__Teks pilihan__.
UNDANG-UNDANG REPUBLIK INDONESIA
NOMOR 15 TAHUN 2003
PEMBERANTASAN TINDAK PIDANA TERORISME
Pendahuluan
Teror dan terorisme
adalah dua kata yang hampir sejenis yang dalam satu dekade ini menjadi sangat
populer, atau tepatnya sejak peristiwa runtuhnya WTC (World Trade Center)
tanggal 9 September 2001 yang lalu. Jika kita memasukan kata terorisme pada
mesin pencari di internet, maka kita akan mendapati ribuan bahkan jutaan
hasilnya, dengan segala latar belakang, pembelaan, tuduhan, perkembangan, dan
lain-lainnya
Terorisme merupakan
tindak pidana yang sangat menakutkan bagi warga masyarakat dunia maupun
masyarakat Indonesia. Negara Republik Indonesia sebagaimana diamanatkan oleh
Undang-Undang Dasar 1945 wajib melindungi segenap Bangsa Indonesia dan seluruh
tumpah darah Indonesia. Oleh karena itu Negara berkewajiban untuk melindungi
seluruh warga negaranya dari setiap ancaman
Undang-Undang Nomor 15
Tahun 2003 merupakan kebijakan Legislatif dalam upaya menanggulangi tindak
pidana terorisme di Indonesia dan juga melawan terorisme internasional yang
kemungkinan terjadi di Indonesia.
Sebagai bagian dari
fenomena sosial, terorisme jelas berkembang seiring dengan perkembangan
peradaban manusia. Cara-cara yang digunakan untuk melakukan kekerasan dan
ketakutan juga semakin canggih seiring dengan kemajuan teknologi modern. Proses
globalisasi dan budaya massa menjadi lahan subur perkembangan terorisme.
Kemudahan menciptakan ketakutan dengan teknologi tinggi dan liputan media yang
luas membuat jaringan dan tindakan teror semakin mudah mencapai tujuan.
Saat ini, motif
terorisme lebih sering dikaitkan dengan dimensi moral yang luas seperti nilai,
ideologi, agama, ketidakadilan tatanan dan struktur sosial. Namun tidak
dipungkiri, bahwa sekarang ini, Islam diidentifikasikan sedemikian rupa sebagai
agama yang mengusung terorisme. Perkembangan Islam, baik secara institusi atau
pun individualnya, telah mengkhawatirkan dunia internasional sedemikian rupa
tanpa alasan yang jelas sama sekali.
Stigma Islam yang
melahirkan kekerasan terus dimunculkan setiap hari di berbagai belahan dunia.
Hingga umat pun perlahan-lahan mulai percaya bahwa Islam mengusung kekerasan
seperti itu, padahal tak sedikitpun agama islam menganjurkan kekerasan. Dalam
berperang, Islam telah mengajarkan syarat dan ketentuan seperti tidak
sembarangan boleh membunuh, tidak boleh merusak pepohonan, tidak boleh
berlebihan, dan sebagainya.

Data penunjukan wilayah
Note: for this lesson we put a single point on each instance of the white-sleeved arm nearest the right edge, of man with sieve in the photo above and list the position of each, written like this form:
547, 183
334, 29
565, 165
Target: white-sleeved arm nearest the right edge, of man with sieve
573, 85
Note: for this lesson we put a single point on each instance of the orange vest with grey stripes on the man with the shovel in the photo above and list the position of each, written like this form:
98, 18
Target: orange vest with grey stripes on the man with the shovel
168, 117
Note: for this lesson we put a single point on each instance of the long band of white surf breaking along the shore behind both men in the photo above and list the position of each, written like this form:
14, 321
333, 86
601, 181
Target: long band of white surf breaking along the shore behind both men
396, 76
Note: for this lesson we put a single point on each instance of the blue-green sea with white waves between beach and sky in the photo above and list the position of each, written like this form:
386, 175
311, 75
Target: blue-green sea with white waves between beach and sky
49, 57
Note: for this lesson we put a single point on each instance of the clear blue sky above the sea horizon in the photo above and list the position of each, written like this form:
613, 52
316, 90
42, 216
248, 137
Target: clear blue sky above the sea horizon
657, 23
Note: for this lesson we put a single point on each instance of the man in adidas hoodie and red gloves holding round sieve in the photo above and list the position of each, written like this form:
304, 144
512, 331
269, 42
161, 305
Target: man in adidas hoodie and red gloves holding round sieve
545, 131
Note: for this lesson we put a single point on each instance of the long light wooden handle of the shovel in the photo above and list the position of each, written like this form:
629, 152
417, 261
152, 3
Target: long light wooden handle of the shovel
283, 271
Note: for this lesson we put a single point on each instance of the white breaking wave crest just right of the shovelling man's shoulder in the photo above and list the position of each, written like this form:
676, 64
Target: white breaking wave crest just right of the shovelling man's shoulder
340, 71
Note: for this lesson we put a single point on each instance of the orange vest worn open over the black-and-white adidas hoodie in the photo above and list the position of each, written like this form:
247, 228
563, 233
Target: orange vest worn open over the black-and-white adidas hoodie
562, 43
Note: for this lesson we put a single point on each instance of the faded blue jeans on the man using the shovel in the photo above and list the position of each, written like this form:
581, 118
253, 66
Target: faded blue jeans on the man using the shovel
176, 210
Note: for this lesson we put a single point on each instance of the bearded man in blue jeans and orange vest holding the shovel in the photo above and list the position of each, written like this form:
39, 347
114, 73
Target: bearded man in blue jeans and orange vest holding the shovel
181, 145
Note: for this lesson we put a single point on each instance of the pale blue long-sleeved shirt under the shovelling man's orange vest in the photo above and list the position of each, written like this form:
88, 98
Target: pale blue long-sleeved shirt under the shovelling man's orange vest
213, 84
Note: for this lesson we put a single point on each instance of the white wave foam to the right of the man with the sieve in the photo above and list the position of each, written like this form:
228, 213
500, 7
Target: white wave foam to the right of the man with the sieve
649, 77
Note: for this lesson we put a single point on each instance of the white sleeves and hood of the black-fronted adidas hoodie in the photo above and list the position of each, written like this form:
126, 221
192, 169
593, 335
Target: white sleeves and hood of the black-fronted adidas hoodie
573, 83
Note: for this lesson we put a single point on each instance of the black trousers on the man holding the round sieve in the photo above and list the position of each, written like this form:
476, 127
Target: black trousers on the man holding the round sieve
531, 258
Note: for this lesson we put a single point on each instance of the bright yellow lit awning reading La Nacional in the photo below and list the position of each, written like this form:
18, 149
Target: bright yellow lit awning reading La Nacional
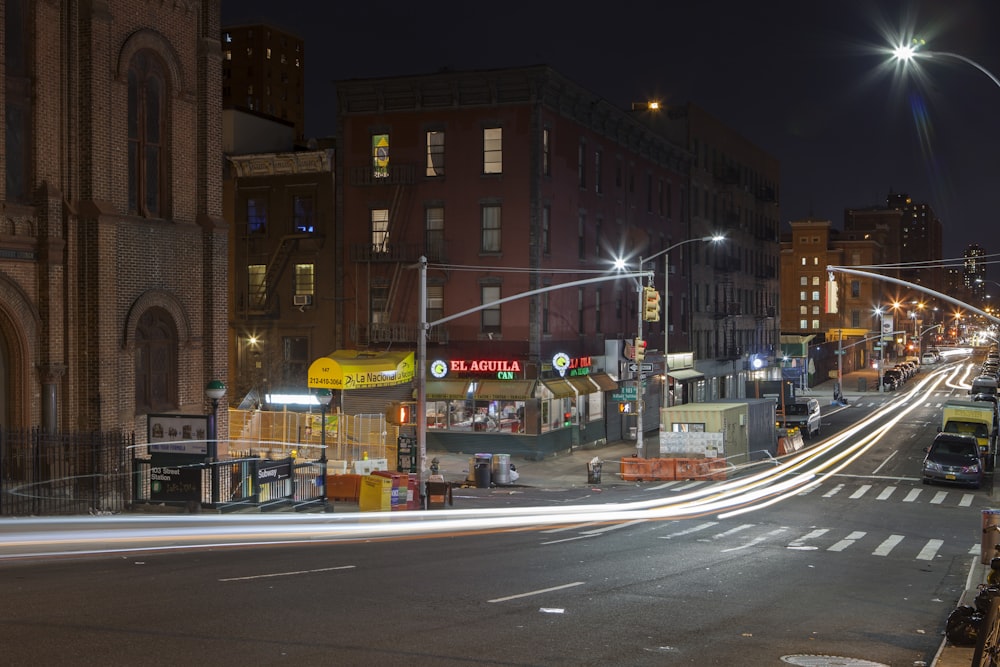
352, 369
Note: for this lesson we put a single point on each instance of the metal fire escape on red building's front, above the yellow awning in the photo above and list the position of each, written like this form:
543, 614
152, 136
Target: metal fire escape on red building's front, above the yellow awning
385, 261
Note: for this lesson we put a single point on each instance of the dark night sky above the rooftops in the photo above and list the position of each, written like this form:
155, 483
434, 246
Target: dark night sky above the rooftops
804, 80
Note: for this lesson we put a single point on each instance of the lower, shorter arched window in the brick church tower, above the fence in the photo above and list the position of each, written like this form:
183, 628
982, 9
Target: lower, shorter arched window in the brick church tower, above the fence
155, 362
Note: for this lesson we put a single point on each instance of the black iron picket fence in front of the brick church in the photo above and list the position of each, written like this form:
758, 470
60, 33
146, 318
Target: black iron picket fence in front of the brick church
64, 473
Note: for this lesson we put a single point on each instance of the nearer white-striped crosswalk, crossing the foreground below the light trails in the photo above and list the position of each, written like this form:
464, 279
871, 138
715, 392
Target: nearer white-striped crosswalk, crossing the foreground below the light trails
740, 537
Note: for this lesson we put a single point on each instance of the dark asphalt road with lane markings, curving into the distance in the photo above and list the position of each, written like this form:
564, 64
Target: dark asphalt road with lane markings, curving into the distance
863, 564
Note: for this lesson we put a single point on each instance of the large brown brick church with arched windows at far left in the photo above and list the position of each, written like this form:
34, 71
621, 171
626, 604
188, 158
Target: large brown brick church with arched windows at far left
112, 246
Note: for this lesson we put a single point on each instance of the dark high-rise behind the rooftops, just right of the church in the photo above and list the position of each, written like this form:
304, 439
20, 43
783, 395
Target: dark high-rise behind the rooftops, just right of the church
263, 70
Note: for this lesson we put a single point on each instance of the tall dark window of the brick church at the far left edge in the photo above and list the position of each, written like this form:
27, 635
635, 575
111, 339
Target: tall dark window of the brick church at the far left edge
18, 100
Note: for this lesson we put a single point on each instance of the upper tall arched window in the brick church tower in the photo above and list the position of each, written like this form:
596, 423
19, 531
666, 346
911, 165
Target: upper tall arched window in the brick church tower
147, 136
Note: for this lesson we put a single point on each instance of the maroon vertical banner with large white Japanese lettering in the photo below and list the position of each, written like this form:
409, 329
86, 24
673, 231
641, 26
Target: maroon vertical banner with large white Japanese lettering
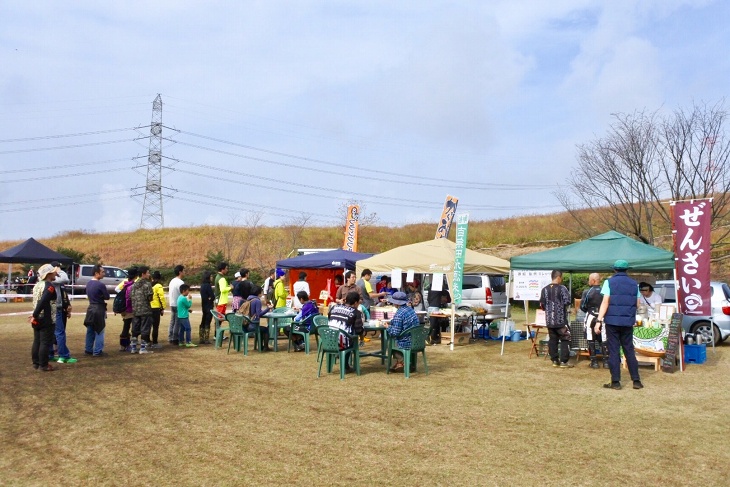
691, 234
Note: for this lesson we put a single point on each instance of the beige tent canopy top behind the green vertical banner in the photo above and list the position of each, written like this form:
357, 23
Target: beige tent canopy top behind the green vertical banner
432, 256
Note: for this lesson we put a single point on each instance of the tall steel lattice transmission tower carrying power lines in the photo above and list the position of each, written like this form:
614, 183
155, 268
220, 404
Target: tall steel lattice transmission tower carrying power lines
152, 207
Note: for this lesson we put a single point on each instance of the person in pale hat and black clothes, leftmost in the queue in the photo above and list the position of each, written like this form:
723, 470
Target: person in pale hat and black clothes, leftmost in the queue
42, 319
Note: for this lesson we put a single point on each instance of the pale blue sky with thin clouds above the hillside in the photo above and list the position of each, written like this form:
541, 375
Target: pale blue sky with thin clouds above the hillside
280, 112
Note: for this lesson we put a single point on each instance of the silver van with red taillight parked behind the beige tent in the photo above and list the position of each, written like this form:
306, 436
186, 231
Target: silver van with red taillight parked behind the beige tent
487, 291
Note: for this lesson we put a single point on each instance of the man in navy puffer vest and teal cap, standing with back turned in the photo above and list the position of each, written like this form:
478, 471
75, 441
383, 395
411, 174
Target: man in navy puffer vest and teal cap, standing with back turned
618, 314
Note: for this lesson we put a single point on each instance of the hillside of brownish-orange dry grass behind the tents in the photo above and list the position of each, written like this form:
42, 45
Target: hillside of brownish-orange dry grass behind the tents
260, 247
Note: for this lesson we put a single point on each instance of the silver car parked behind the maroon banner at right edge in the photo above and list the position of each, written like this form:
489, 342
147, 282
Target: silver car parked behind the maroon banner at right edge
720, 303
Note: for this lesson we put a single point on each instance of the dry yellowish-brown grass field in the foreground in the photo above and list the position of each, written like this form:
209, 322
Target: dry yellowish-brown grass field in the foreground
204, 417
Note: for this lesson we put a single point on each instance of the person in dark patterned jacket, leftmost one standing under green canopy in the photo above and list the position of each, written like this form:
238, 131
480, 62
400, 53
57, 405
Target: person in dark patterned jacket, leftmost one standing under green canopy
555, 300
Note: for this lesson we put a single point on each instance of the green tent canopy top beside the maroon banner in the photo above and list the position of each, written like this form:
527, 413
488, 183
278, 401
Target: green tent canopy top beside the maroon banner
598, 254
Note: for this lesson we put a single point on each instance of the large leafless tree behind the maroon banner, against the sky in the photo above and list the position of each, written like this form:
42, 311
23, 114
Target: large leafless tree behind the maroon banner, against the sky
625, 179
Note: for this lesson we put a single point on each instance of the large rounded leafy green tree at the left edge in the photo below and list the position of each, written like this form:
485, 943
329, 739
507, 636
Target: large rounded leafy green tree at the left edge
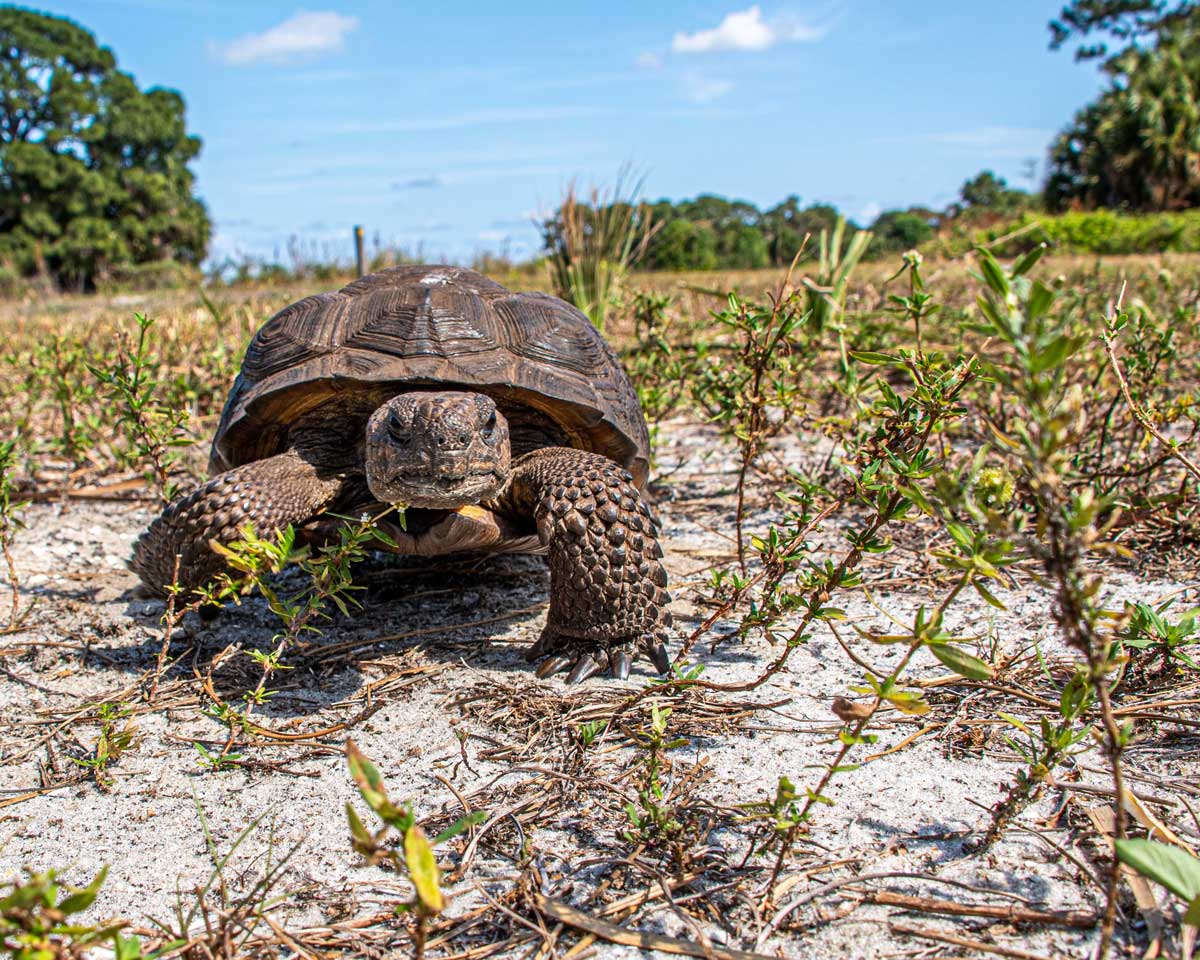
94, 171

__Latihan__. Tulis lanjutan teks tentang pemberantasan tindak pidana terorisme, mulai setelah kalimat terakhir yang ditampilkan.

__Jawaban__.
Seperti berita
perburuan teroris di Pamulang dan Aceh. Dimana teroris di Aceh sekarang ini
telah menjadi perbincangan hangat. Di media massa seperti koran, televisi dan
lain-lain memuat berita tersebut. Teroris di Aceh ini diduga kuat adalah
jaringan Al Qaeda. Seperti yang di katakan Presiden Susilo Bambang Yudhoyono
seakan ingin memastikan, keberadaan pemimpin teroris di Provinsi Nanggroe Aceh
Darussalam bukanlah asli orang Aceh. Presiden juga merasa yakin, apa yang
terjadi di Aceh diindikasikan ada unsur terorisnya.
Padahal belum lepas
dari ingatan kita, berita terorisme terkait dengan kejadian bom di Hotel Ritz
Carlton dan JW Marriott pada tanggal 17 Juli 2009 yang lalu tidak hanya membuat
sibuk pengamat sosial, politik, keamanan dan budaya tetapi juga para insan
olahraga karena tim kesayangannya, klub sepakbola kelas dunia MU (Manchester
United) gagal ‘merumput’ di Gelora Bung Karno. Sejak kejadian WTC 9 September
itu, dunia pun mulai menyatakan perang terhadap teroris, Say No to Teroris.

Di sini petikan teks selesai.